### Prompt
Each record that follows should be reproduced in full, character for character.

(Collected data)

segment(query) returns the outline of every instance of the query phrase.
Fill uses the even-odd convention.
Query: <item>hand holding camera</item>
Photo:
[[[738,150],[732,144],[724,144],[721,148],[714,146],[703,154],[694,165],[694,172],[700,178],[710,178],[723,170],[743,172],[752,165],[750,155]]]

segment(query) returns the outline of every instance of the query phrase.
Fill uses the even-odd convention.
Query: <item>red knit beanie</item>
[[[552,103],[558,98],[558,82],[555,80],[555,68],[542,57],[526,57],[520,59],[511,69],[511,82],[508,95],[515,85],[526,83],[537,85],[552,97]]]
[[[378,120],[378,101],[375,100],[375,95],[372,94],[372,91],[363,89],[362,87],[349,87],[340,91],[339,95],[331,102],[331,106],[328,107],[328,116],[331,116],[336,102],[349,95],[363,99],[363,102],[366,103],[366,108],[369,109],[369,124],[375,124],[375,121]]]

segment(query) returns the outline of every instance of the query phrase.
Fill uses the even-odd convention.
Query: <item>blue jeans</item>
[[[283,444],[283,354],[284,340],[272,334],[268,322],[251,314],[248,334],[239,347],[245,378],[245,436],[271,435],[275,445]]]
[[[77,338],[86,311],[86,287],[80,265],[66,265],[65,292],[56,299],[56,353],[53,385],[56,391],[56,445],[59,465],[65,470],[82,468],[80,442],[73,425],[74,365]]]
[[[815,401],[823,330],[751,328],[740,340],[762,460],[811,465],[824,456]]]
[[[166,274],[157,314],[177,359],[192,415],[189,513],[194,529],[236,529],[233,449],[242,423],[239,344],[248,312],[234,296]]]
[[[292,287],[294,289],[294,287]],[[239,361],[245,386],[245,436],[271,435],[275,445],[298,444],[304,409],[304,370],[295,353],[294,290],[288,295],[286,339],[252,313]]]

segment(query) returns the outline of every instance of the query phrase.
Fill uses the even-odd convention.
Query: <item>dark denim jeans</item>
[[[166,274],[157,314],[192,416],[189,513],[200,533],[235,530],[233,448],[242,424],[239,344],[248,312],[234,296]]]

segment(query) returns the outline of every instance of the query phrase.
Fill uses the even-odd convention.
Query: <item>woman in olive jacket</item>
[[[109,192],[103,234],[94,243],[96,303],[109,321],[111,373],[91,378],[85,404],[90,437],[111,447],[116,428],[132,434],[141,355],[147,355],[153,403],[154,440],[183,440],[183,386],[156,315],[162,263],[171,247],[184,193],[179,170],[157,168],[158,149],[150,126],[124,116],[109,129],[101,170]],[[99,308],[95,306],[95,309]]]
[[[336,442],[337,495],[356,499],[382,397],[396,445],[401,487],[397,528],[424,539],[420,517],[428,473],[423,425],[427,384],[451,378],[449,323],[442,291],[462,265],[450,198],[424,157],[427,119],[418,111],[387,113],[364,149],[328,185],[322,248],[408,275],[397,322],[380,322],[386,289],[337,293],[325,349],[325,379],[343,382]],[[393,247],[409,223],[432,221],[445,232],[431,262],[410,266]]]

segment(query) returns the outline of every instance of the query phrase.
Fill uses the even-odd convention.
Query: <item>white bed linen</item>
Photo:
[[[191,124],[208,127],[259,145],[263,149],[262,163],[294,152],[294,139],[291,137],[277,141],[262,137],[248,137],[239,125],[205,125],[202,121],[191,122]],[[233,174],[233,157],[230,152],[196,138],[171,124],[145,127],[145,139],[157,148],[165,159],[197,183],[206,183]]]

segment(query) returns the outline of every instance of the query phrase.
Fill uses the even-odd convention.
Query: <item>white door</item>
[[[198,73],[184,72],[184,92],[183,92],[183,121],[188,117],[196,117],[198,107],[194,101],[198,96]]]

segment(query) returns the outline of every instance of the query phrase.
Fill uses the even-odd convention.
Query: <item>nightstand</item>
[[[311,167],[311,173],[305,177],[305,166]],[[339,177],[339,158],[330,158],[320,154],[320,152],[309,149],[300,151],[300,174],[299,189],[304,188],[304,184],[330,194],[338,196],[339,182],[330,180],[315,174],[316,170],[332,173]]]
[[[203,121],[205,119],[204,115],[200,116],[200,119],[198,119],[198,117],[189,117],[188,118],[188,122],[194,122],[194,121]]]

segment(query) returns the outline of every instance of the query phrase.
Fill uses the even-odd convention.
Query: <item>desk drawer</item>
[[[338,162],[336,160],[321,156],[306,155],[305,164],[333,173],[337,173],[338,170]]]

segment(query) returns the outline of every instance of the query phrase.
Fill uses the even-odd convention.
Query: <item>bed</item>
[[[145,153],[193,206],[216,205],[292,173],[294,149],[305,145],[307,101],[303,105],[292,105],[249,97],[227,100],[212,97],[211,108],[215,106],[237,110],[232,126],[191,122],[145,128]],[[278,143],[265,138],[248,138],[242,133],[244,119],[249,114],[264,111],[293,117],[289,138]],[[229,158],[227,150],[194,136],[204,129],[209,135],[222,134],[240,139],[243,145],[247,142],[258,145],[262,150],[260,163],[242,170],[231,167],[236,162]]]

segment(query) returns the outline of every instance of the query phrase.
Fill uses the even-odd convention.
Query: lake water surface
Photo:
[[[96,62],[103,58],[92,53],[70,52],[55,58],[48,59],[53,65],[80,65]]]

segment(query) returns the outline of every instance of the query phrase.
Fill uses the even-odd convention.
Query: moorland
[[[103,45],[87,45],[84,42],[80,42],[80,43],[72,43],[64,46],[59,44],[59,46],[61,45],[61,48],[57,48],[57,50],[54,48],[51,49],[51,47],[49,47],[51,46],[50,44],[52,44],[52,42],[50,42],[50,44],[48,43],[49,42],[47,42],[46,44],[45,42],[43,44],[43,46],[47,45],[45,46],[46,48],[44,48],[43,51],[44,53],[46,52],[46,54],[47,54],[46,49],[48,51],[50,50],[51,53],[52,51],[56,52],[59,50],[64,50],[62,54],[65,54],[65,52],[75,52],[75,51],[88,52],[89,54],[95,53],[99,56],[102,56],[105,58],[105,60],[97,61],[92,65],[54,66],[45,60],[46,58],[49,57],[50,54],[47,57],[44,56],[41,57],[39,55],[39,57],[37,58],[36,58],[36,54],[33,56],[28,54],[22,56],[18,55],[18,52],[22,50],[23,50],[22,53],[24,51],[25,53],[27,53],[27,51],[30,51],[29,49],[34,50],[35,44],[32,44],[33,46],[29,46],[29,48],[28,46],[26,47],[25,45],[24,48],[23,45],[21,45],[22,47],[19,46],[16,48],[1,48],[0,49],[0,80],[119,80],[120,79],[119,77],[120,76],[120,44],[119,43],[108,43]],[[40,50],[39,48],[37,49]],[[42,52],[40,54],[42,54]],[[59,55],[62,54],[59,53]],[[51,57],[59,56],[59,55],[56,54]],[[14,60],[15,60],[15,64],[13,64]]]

### Written response
segment(query) returns the outline of every instance of the query phrase.
Fill uses the even-odd convention.
Query: <item>hand holding camera</item>
Photo:
[[[738,150],[732,144],[724,144],[721,148],[714,146],[703,154],[694,165],[694,172],[700,178],[710,178],[723,170],[743,172],[752,165],[750,155]]]

segment(query) returns the outline of every instance of the query phrase.
Fill uses the even-odd convention.
Query: <item>red knit beanie</item>
[[[552,103],[558,98],[558,82],[555,80],[555,68],[542,57],[526,57],[520,59],[511,69],[511,82],[508,95],[515,85],[526,83],[537,85],[552,97]]]
[[[378,120],[378,101],[375,100],[375,95],[372,94],[372,91],[363,89],[362,87],[349,87],[340,91],[339,95],[331,102],[331,106],[328,107],[328,116],[331,116],[336,102],[349,95],[363,99],[363,102],[366,103],[366,108],[369,109],[369,124],[375,124],[375,121]]]

segment(query) returns the outline of every instance of the query phrase.
Fill uses the even-odd convention.
Query: <item>blue jeans</item>
[[[283,444],[283,354],[284,340],[272,334],[268,322],[251,314],[248,334],[239,347],[245,378],[245,436],[271,435],[275,445]]]
[[[77,338],[86,311],[86,287],[80,265],[66,265],[65,292],[56,299],[56,353],[53,385],[56,391],[56,445],[59,465],[65,470],[82,468],[80,442],[73,425],[74,365]]]
[[[815,401],[823,330],[751,328],[740,340],[762,460],[811,465],[824,456]]]
[[[166,274],[157,314],[177,359],[192,415],[189,513],[194,529],[236,529],[233,449],[242,423],[239,344],[248,312],[234,296]]]
[[[292,287],[294,289],[294,287]],[[239,361],[245,386],[245,436],[271,435],[275,445],[298,444],[304,409],[304,370],[295,353],[294,290],[288,295],[286,339],[252,313]]]

segment(query) returns the outline of every instance of the query phrase.
Fill uses the even-odd convention.
Query: <item>dark denim jeans</item>
[[[166,274],[157,314],[192,416],[189,513],[200,533],[235,530],[233,448],[242,424],[239,344],[248,312],[234,296]]]

segment(query) returns the outline of every instance of the query phrase.
Fill uses the even-odd convention.
Query: <item>woman in olive jacket</item>
[[[109,192],[103,234],[94,243],[96,303],[109,321],[111,373],[91,378],[85,404],[90,437],[111,447],[116,428],[132,434],[141,355],[147,355],[153,403],[154,440],[183,440],[183,386],[156,315],[162,263],[171,247],[184,193],[179,170],[157,168],[158,149],[150,126],[124,116],[109,129],[101,170]],[[99,308],[95,306],[95,309]]]
[[[336,442],[337,495],[356,499],[382,397],[396,445],[401,487],[397,528],[424,539],[420,517],[428,473],[423,425],[427,384],[451,378],[449,323],[442,291],[462,265],[450,198],[424,157],[427,119],[418,111],[387,113],[364,149],[328,185],[322,248],[408,275],[397,322],[380,322],[386,289],[337,293],[325,349],[325,379],[343,382]],[[393,247],[409,223],[432,221],[445,232],[431,262],[410,266]]]

segment(query) returns the outline of every instance of the query phrase.
Fill uses the even-odd convention.
Query: <item>white bed linen</item>
Photo:
[[[191,124],[208,127],[259,145],[263,149],[262,163],[294,152],[294,139],[291,137],[277,141],[262,137],[248,137],[239,125],[205,125],[202,121],[191,122]],[[233,174],[233,157],[230,152],[196,138],[171,124],[145,127],[145,139],[157,148],[165,159],[197,183],[206,183]]]

segment(query) returns the outline of every instance of the query phrase.
Fill uses the even-odd convention.
Query: <item>white door</item>
[[[198,73],[184,72],[184,92],[183,92],[183,121],[188,117],[196,117],[198,107],[194,101],[198,96]]]

segment(query) returns the outline of every instance of the query phrase.
Fill uses the even-odd convention.
Query: <item>nightstand</item>
[[[311,167],[311,173],[305,177],[305,166]],[[339,177],[339,158],[330,158],[320,154],[320,152],[309,149],[300,151],[300,174],[299,189],[304,188],[304,184],[330,194],[338,196],[339,182],[330,180],[315,174],[316,170],[332,173]]]
[[[203,121],[205,119],[204,115],[200,116],[200,119],[198,119],[198,117],[189,117],[188,118],[188,122],[194,122],[194,121]]]

segment(query) returns the outline of every instance of the query phrase.
Fill uses the even-odd convention.
Query: <item>desk drawer</item>
[[[338,162],[336,160],[321,156],[306,155],[305,164],[333,173],[337,173],[338,170]]]

segment(query) returns the outline of every instance of the query phrase.
Fill uses the even-odd convention.
Query: <item>bed</item>
[[[145,153],[193,206],[216,205],[292,173],[294,149],[305,145],[307,101],[303,105],[292,105],[249,97],[227,100],[212,97],[211,108],[215,106],[237,110],[232,126],[191,122],[145,128]],[[278,143],[265,138],[248,138],[242,133],[244,119],[249,114],[264,111],[293,117],[289,138]],[[229,158],[227,150],[194,136],[204,129],[209,135],[222,134],[240,139],[243,145],[247,142],[258,145],[262,150],[260,163],[242,170],[231,167],[236,162]]]

segment(query) returns the outline of every instance of the query phrase.
Fill uses the even-odd convention.
Query: lake water surface
Photo:
[[[96,62],[103,58],[92,53],[70,52],[55,58],[48,59],[53,65],[80,65]]]

segment(query) returns the outline of every instance of the query phrase.
Fill uses the even-odd convention.
Query: moorland
[[[103,45],[87,45],[84,42],[80,42],[80,43],[72,43],[64,46],[59,44],[59,46],[61,45],[61,48],[57,48],[57,50],[54,48],[51,49],[51,47],[49,47],[51,46],[50,44],[52,44],[52,42],[50,42],[50,44],[48,43],[49,42],[47,42],[46,44],[45,42],[43,44],[43,46],[47,45],[45,46],[46,48],[44,48],[43,51],[44,53],[46,52],[46,54],[47,54],[46,49],[48,51],[50,50],[51,53],[52,51],[56,52],[59,50],[64,50],[62,54],[65,54],[65,52],[75,52],[75,51],[88,52],[89,54],[95,53],[99,56],[102,56],[105,58],[105,60],[97,61],[92,65],[54,66],[45,60],[46,58],[49,57],[50,54],[47,57],[44,56],[41,57],[39,55],[39,57],[37,58],[36,58],[36,54],[33,56],[28,54],[22,56],[18,55],[18,52],[22,50],[23,50],[22,53],[24,51],[25,53],[27,53],[27,51],[30,51],[29,49],[34,50],[35,44],[32,44],[33,46],[29,46],[29,48],[28,46],[26,47],[25,45],[24,48],[23,45],[21,45],[22,47],[19,46],[16,48],[1,48],[0,49],[0,80],[119,80],[120,79],[119,77],[120,76],[120,44],[119,43],[108,43]],[[40,50],[39,48],[37,49]],[[42,52],[40,54],[42,54]],[[59,55],[62,54],[59,53]],[[51,57],[59,56],[59,55],[56,54]],[[14,60],[15,60],[15,64],[13,64]]]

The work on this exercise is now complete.